_Given problem:_ Retype the entire listing below verbatim, leaving out the pictures.

--- Records supplied ---

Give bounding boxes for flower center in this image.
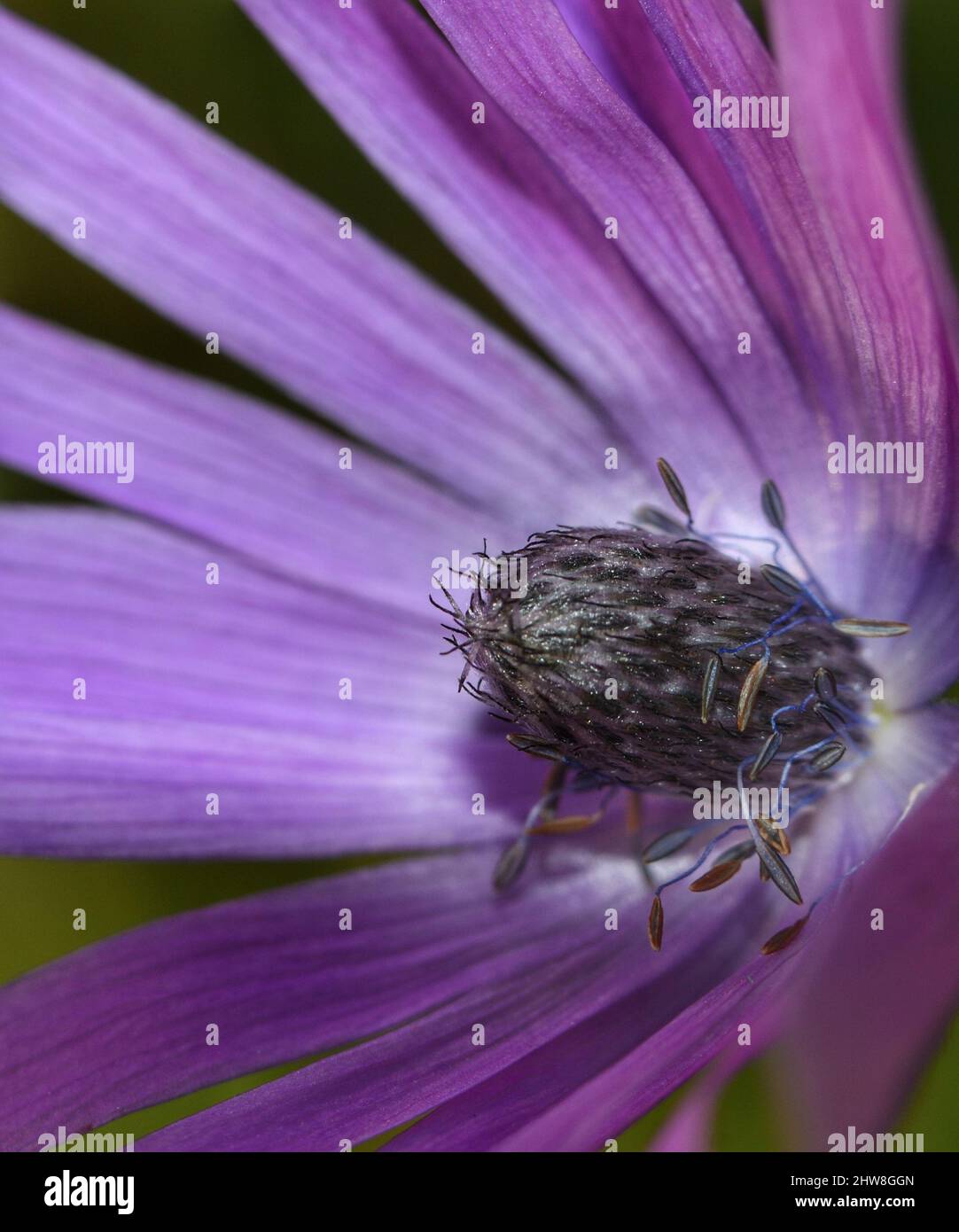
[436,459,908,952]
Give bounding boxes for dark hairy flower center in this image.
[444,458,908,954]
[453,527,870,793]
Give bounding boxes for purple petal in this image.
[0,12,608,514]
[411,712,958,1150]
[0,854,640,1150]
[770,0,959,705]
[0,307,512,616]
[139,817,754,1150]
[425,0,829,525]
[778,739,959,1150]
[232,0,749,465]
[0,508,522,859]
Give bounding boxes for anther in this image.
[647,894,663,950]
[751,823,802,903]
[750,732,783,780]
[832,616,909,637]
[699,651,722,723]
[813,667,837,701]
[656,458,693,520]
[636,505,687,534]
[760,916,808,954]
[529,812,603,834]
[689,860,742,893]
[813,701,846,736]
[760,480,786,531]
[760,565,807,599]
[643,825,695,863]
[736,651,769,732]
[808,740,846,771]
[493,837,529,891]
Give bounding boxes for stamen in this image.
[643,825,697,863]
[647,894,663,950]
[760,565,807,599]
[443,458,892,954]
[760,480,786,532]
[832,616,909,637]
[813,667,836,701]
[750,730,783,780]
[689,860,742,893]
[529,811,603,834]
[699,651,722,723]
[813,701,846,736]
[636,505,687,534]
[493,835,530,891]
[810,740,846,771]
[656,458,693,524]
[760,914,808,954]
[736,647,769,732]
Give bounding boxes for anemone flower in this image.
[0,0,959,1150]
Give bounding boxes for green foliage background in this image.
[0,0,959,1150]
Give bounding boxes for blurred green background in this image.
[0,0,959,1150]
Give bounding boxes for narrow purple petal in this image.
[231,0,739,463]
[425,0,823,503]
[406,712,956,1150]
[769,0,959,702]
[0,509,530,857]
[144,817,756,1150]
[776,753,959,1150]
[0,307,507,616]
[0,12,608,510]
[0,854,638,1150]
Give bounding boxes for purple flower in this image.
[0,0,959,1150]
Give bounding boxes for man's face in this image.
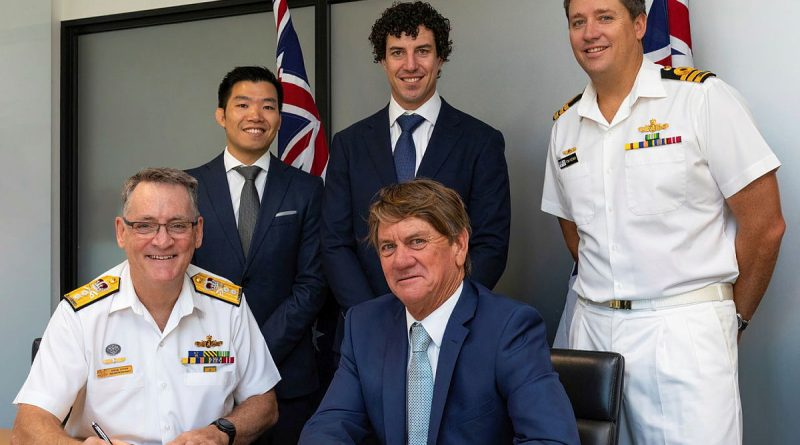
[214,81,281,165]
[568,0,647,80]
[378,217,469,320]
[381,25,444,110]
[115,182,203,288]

---

_Result of the exercise:_
Give bounding boxes for flower center in this image.
[436,459,908,952]
Give bounding boxes for dark hairy flower center in this image.
[444,458,908,954]
[453,527,870,793]
Give bounding boxes for purple petal in this image.
[0,12,608,514]
[411,712,958,1150]
[0,854,640,1150]
[770,0,959,705]
[0,307,512,616]
[139,817,754,1150]
[425,0,829,525]
[778,739,959,1150]
[232,0,749,465]
[0,508,522,859]
Give bounding boxes for anther in this image.
[647,894,663,950]
[751,823,802,903]
[750,732,783,780]
[832,616,909,637]
[699,651,722,723]
[813,667,837,701]
[656,458,693,520]
[636,505,687,534]
[760,916,808,954]
[529,812,603,834]
[689,860,742,893]
[813,701,846,736]
[760,480,786,531]
[760,565,807,599]
[643,825,695,863]
[736,651,769,732]
[808,740,846,771]
[493,837,529,891]
Give bounding boxes for stamen in this image.
[643,825,697,863]
[647,894,663,950]
[760,565,807,599]
[443,458,892,954]
[760,480,786,532]
[832,616,909,637]
[813,667,836,701]
[750,730,783,780]
[689,860,742,893]
[529,811,603,834]
[699,651,722,723]
[813,701,846,736]
[636,505,687,534]
[493,835,530,891]
[810,740,846,771]
[656,458,693,524]
[760,914,808,954]
[736,647,769,732]
Give bounding boxes for anemone flower in this image.
[0,0,959,1150]
Give bounding boxes for green foliage background in this image.
[0,0,959,1150]
Give bounding boxes for blurred green background in this image.
[0,0,959,1150]
Give bounding boxes for narrow purple petal in this image.
[231,0,739,463]
[425,0,823,503]
[406,712,956,1150]
[769,0,959,702]
[0,509,530,857]
[144,817,756,1150]
[776,753,959,1150]
[0,307,507,616]
[0,12,608,510]
[0,854,638,1150]
Give bounding boxes for purple flower in this image.
[0,0,959,1150]
Give bounding boxes for man's face in this image.
[214,81,281,165]
[568,0,647,80]
[378,217,469,320]
[381,25,444,110]
[115,182,203,288]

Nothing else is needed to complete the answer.